**Page extract:**
::::

In any event, on Tuesday, the screw took another turn. In the wake of a particularly disastrous bargaining session, the union’s lead representative, Mark Alan Burger, informed his comrades of an unexpected setback: Not only had management refused to put forward any new proposals, they had also shared their intention to cut five additional positions on top of the 94 staffers who had already been targeted for layoffs—that is, once a bargaining agreement is finally reached, because the company can’t lay them off until then—and abruptly concluded the meeting an hour ahead of schedule. And this was just days after Lynch had told Axios that he had no further plans for staff reductions. To add insult to injury, Lynch appeared to blame the need for five additional scalps on the union’s failure to reach an agreement. And sure, the extra five heads may have been a technically de minimis addition to the overall carnage, but it was the latest micro-disaster in a series of P.R. nightmares for Lynch, who appears to either be receiving bad advice or ignoring all advice altogether. “There was a massive blow-up, and now the whole war has gone nuclear,” one Condé Nast journalist told me.
Burger’s strategic response to this affront was a performative digital dissent, YIP tactics for the W.F.H. era. Burger sent an email to Lynch, Wintour, and Stan Duncan, the unpopular chief people officer, protesting the additional layoffs and the broader attempts to intimidate and retaliate against the union—and cc’d all union members while simultaneously encouraging them to “reply all now!” In the minutes that followed, Lynch, Wintour, Duncan, and the entire Condé Nast staff were inundated with several dozen emails, many tinged with what one amused onlooker described as “Gen Z sass.” A sampling of the subject headings: “Layoffs are out of vogue, so last season,” “ULPs, I Did It Again!” and “What’s disgusting? Union busting!” Many of the emails were quite disparaging of management, likening the Condé corporate suite to immature children and circus clowns, or worse.

::::

**What to do:** In the Condé Nast excerpt, how many positions did management say it planned to cut beyond those already targeted for layoffs? These items have no connection to the Condé Nast excerpt.

[Data block]
::::

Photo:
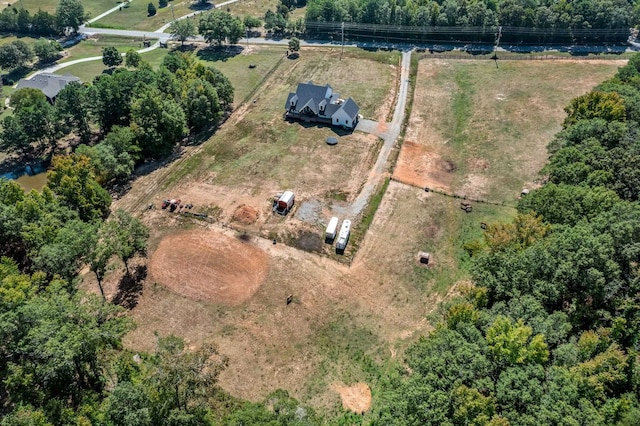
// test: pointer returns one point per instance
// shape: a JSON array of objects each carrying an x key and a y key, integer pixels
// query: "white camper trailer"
[
  {"x": 343, "y": 236},
  {"x": 332, "y": 229},
  {"x": 284, "y": 203}
]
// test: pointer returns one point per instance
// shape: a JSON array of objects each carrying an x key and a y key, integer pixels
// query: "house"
[
  {"x": 47, "y": 83},
  {"x": 312, "y": 103}
]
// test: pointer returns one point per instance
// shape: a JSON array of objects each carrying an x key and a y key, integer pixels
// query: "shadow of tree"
[
  {"x": 219, "y": 53},
  {"x": 130, "y": 287}
]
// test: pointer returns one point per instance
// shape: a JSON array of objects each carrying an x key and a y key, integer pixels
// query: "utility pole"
[
  {"x": 495, "y": 49},
  {"x": 342, "y": 51}
]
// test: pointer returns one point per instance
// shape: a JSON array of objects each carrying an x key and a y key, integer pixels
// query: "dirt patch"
[
  {"x": 245, "y": 214},
  {"x": 356, "y": 398},
  {"x": 420, "y": 165},
  {"x": 207, "y": 265},
  {"x": 308, "y": 241}
]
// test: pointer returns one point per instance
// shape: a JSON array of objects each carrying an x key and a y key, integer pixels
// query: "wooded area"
[{"x": 549, "y": 332}]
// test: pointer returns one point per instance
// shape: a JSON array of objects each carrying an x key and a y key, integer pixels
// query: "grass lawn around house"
[
  {"x": 135, "y": 17},
  {"x": 481, "y": 131},
  {"x": 94, "y": 45},
  {"x": 92, "y": 7}
]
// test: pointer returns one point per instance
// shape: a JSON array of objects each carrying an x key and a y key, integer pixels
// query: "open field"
[
  {"x": 92, "y": 7},
  {"x": 87, "y": 71},
  {"x": 482, "y": 132},
  {"x": 93, "y": 46},
  {"x": 347, "y": 325},
  {"x": 135, "y": 17},
  {"x": 258, "y": 8}
]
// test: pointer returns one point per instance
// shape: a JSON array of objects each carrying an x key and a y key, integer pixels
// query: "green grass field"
[
  {"x": 485, "y": 129},
  {"x": 92, "y": 7},
  {"x": 135, "y": 17},
  {"x": 94, "y": 46}
]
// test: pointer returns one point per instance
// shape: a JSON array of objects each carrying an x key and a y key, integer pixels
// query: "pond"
[{"x": 32, "y": 176}]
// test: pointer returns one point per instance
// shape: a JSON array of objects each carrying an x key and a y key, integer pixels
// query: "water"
[
  {"x": 30, "y": 177},
  {"x": 36, "y": 182}
]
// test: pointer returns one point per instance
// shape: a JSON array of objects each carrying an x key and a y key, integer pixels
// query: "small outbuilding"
[
  {"x": 284, "y": 203},
  {"x": 332, "y": 229}
]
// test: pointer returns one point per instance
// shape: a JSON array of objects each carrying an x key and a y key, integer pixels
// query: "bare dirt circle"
[
  {"x": 208, "y": 265},
  {"x": 245, "y": 215},
  {"x": 356, "y": 398}
]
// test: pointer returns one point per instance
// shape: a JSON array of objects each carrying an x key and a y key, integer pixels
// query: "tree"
[
  {"x": 33, "y": 118},
  {"x": 100, "y": 254},
  {"x": 201, "y": 103},
  {"x": 111, "y": 57},
  {"x": 57, "y": 345},
  {"x": 185, "y": 379},
  {"x": 132, "y": 59},
  {"x": 72, "y": 110},
  {"x": 68, "y": 251},
  {"x": 219, "y": 26},
  {"x": 294, "y": 44},
  {"x": 46, "y": 50},
  {"x": 251, "y": 22},
  {"x": 127, "y": 235},
  {"x": 158, "y": 122},
  {"x": 70, "y": 14},
  {"x": 608, "y": 106},
  {"x": 71, "y": 178},
  {"x": 183, "y": 29}
]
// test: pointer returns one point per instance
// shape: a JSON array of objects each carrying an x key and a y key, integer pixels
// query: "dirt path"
[{"x": 389, "y": 132}]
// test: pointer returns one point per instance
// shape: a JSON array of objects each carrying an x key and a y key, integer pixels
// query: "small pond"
[{"x": 32, "y": 176}]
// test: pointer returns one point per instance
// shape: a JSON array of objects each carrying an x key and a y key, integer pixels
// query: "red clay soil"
[
  {"x": 207, "y": 265},
  {"x": 420, "y": 166},
  {"x": 245, "y": 214},
  {"x": 356, "y": 398}
]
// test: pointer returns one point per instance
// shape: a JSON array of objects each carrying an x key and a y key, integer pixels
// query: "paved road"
[
  {"x": 102, "y": 15},
  {"x": 389, "y": 132}
]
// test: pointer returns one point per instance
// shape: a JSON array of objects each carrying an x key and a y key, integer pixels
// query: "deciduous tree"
[
  {"x": 219, "y": 26},
  {"x": 183, "y": 30},
  {"x": 111, "y": 57},
  {"x": 70, "y": 14}
]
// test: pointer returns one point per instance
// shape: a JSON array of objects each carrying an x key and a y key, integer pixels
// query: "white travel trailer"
[{"x": 343, "y": 236}]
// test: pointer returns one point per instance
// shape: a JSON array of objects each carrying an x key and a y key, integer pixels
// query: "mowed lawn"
[
  {"x": 136, "y": 17},
  {"x": 92, "y": 7},
  {"x": 260, "y": 146},
  {"x": 93, "y": 46},
  {"x": 482, "y": 131}
]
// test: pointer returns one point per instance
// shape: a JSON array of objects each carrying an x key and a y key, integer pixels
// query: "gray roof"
[
  {"x": 49, "y": 84},
  {"x": 312, "y": 96}
]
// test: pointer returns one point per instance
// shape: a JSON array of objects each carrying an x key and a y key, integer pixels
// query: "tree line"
[
  {"x": 531, "y": 21},
  {"x": 69, "y": 14},
  {"x": 139, "y": 113},
  {"x": 550, "y": 331}
]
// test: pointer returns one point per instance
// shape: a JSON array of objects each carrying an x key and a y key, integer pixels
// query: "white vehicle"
[
  {"x": 332, "y": 229},
  {"x": 343, "y": 236}
]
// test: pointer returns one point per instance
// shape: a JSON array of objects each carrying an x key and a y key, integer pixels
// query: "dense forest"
[
  {"x": 550, "y": 332},
  {"x": 533, "y": 21}
]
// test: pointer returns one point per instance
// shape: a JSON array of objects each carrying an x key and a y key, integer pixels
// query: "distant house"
[
  {"x": 320, "y": 104},
  {"x": 47, "y": 83}
]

::::

**Output of the task:** Five positions, on top of the 94 staffers already targeted.